(Extract)

I think it’s important to distinguish between protecting public views and protecting existing view cones. The two are not synonymous.
I for one would be in favour of adding some new view cones, and reconsidering some of the existing slots.
That having been said, I agree that notwithstanding what may have been good intentions, the current open houses, and comment sheets are not worth the effort. However, I do think it is necessary to have some public events at which the DofP and staff can present, in slide and video form, the existing context, and potentially alternative proposals on the table.
And again, I hope that Urbanismo and GMGW and Joe Just Joe will come out, because they do have something important to say, and it should be said in public, at events organized by SFU Think City, the Planning Institute, the Architectural institute, UDI and other public events,….with the media present so that we can have a full discussion on the issue.
(I would add that the planners, architects and developers have all been strangely silent on a number of important decisions that have been made recently.)
To conclude, this is not a view vs. no view matter. It’s how best to ensure we protect future views. But let me also note that those who do see this as an exercise to allow more development may also be correct, since this is, after all, been promoted as a view and CAPACITY study! So we better watch out.
12 Frances Bula // Jun 28, 2009 at 2:49 pm
Wes,
I don’t think there’s anything hidden about the agenda at all. Vancouver has made it evident for a number of years that one of the prime ways it can pay for social amenities in the city is by selling off space. Others are following suit. Surrey is certainly looking at trading density for certain things it wants.
That doesn’t strike me as such a bad idea, as long as it doesn’t mean selling just any old density. That’s always the trick.
13 gmgw // Jun 29, 2009 at 12:25 am
Frances sed:
“Vancouver has made it evident for a number of years that one of the prime ways it can pay for social amenities in the city is by selling off space.”
Which is as good a way of paraphrasing and updating “You have sold your birthright for a mess of pottage” as anything I can think of.
gmgw
14 Urbanismo // Jun 29, 2009 at 4:29 am
VPD has been on a hiring whirligig during the happy days.
Now the music has stopped, they are looking to keep busy and expect us to pay for their ride.
. . . that’s all the revived “view corridor” thing is about.
15 Downtown Dad // Jun 29, 2009 at 7:21 pm
gmgw,
You talk about the feedback received at a public open house being overwhelmingly against more condos for Northeast False Creek. Perhaps this is true, however, I would argue that feedback received at open houses should be treated with caution. Since people choose to attend (usually because they are strongly supportive or opposed to something), they can’t be considered a random sample and can’t be assumed to be a representation of the city as a whole. I shudder to think if the planning department were to consider opinions from open houses as gospel truth. What would stop wealthy developers (think “Mr. Hui/Wall/Rennie/et.al.”) from hiring teams of “citizens” to stuff the opinion boxes?

(Short problem A)
In the comment thread on Vancouver view cones, what does Frances Bula name as one of the prime ways the city can pay for social amenities?
(Short problem B)
Sum up the comment thread on Vancouver view cones in two sentences.
The items after this point play no part in what is asked here.

(Given records)
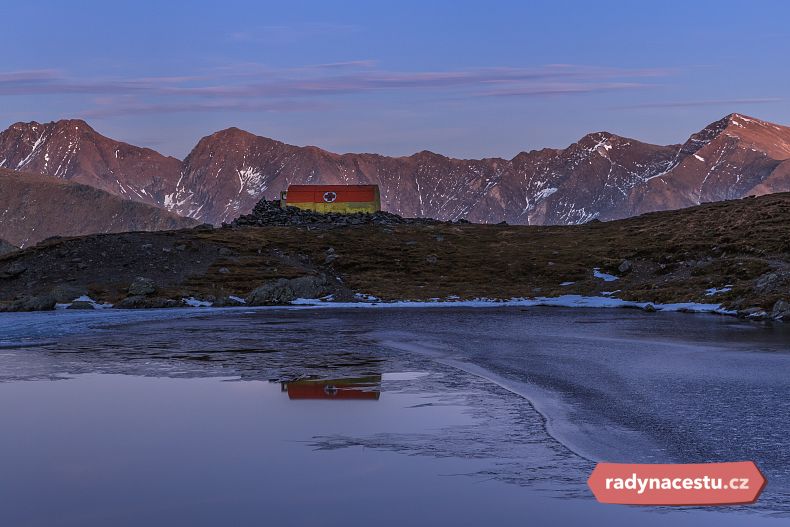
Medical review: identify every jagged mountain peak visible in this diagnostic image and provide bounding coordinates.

---

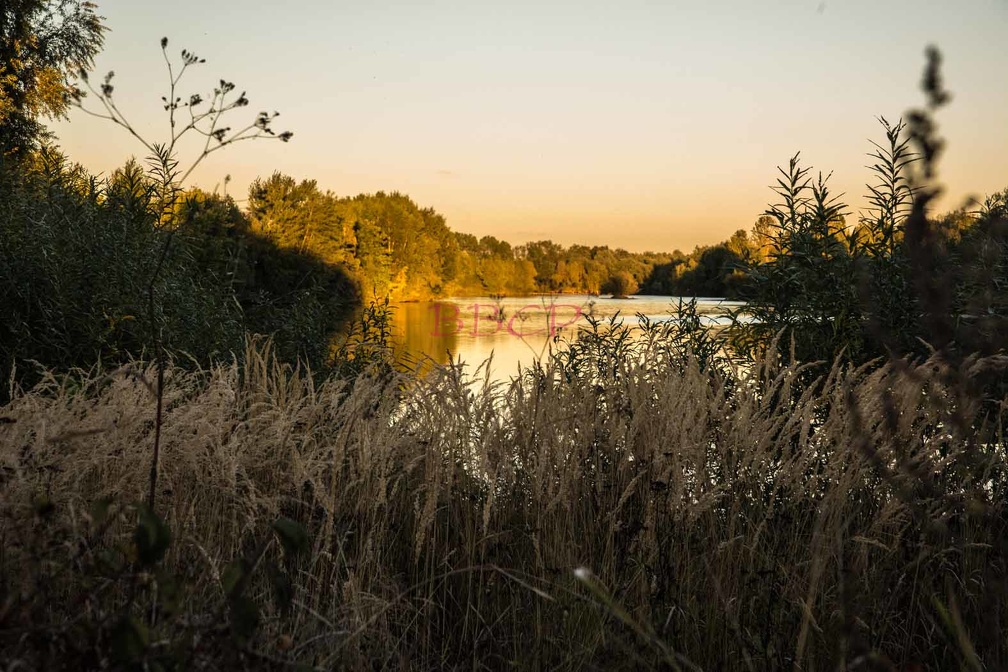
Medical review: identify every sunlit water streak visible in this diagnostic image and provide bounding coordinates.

(Full solution A)
By selling off space.

(Full solution B)
One commenter says that protecting public views is not the same as protecting existing view cones, finds the current open houses and comment sheets not worth the effort, and warns that the work has been promoted as a view and capacity study. Frances Bula replies that Vancouver has long paid for social amenities by selling off space, and Downtown Dad argues that open house feedback should be treated with caution because those who attend are not a random sample.